OBJECTIVE 1: In the listing below, find every line that contains the string "white" and copy each of those lines. Matching is case-sensitive.

DOCUMENT:
TreeView with XML Data Binding

Since XML data binding does not involve creating every tree node “by hand” we no longer can customize the style of each node by setting properties on the TreeNode objects. However, since the two representations, TreeNode object and <treenode> tag, should be equivalent each TreeNode property has to have an XML representation. And indeed, every TreeNode property that customizes the appearance of a node corresponds to an attribute of the <treenode> tag with the same name. The table below shows the relations between the properties of the TreeNode class and the attributes that customize the appearance. Please study the table to learn more about the many options available to customize the appearance of the nodes.

1.1            Table 17.4: We can customize a TreeNode either programmatically through properties of through attributes in the XML data source. The various customization options control appearance and behavior of the node.

The Tree View Web Control offers more customization options than the properties on the TreeNode class to change the look of the tree. There are also several properties other properties on the TreeView class where we can select if we want lines to connect the TreeNodes, roll-over effects, tooltips and a slew of other options. Setting these properties works just like it did with the TreeNode class. We can access them in code if we build the tree “by hand” or specify them as attributes on the <treenode> element in the ASP.NET file. The table above lists all of theses properties/attributes.

TASK MATERIAL:

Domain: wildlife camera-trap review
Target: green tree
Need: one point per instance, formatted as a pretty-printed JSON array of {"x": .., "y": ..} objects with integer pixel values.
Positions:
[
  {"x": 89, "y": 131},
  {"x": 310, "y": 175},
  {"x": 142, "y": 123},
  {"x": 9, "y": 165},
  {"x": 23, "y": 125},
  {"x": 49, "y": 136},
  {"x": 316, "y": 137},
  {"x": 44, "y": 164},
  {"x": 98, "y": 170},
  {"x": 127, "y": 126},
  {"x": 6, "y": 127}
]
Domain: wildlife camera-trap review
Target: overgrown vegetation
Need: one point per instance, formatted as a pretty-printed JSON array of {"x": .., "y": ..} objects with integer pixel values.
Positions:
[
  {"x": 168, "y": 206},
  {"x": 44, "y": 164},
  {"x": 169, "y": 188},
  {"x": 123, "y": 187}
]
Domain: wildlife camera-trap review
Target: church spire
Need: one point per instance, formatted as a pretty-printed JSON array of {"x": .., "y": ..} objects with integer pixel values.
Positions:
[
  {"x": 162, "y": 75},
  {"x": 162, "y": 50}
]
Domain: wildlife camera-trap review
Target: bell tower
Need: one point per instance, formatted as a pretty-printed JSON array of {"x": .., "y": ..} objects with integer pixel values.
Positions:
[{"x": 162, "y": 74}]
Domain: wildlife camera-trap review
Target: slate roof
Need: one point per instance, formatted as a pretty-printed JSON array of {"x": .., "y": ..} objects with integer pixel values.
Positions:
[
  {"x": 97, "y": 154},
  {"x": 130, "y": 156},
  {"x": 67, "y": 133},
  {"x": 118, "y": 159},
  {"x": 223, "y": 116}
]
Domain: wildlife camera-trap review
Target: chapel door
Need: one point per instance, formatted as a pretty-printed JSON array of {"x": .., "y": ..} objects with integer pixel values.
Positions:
---
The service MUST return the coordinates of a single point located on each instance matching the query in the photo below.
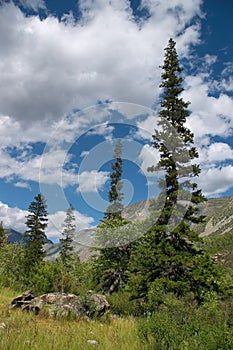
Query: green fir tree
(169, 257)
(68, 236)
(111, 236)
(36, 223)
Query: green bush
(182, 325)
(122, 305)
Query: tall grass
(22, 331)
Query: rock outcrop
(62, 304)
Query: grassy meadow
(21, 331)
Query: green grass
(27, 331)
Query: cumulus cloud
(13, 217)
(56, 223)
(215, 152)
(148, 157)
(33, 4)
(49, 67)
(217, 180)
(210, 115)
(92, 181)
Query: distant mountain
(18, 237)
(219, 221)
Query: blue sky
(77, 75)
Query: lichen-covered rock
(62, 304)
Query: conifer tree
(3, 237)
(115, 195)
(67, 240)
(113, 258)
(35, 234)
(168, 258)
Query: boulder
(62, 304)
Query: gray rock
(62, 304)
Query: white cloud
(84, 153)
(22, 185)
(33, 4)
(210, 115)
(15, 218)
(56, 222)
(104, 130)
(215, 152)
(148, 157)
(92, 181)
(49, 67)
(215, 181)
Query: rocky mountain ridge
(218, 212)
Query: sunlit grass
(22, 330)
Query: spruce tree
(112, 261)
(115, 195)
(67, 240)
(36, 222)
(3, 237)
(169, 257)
...
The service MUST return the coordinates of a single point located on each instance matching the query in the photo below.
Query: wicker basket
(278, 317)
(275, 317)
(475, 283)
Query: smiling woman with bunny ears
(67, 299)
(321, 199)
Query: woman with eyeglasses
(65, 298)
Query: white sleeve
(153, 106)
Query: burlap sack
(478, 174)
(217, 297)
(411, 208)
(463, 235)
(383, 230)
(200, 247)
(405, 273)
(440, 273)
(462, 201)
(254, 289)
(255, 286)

OBJECTIVE 2: Reproduce the TreeView XML data binding page above in full, word for word.

EXERCISE ANSWER 1:
Query: white cloud
Query: white sleeve

EXERCISE ANSWER 2:
TreeView with XML Data Binding

Since XML data binding does not involve creating every tree node “by hand” we no longer can customize the style of each node by setting properties on the TreeNode objects. However, since the two representations, TreeNode object and <treenode> tag, should be equivalent each TreeNode property has to have an XML representation. And indeed, every TreeNode property that customizes the appearance of a node corresponds to an attribute of the <treenode> tag with the same name. The table below shows the relations between the properties of the TreeNode class and the attributes that customize the appearance. Please study the table to learn more about the many options available to customize the appearance of the nodes.

1.1            Table 17.4: We can customize a TreeNode either programmatically through properties of through attributes in the XML data source. The various customization options control appearance and behavior of the node.

The Tree View Web Control offers more customization options than the properties on the TreeNode class to change the look of the tree. There are also several properties other properties on the TreeView class where we can select if we want lines to connect the TreeNodes, roll-over effects, tooltips and a slew of other options. Setting these properties works just like it did with the TreeNode class. We can access them in code if we build the tree “by hand” or specify them as attributes on the <treenode> element in the ASP.NET file. The table above lists all of theses properties/attributes.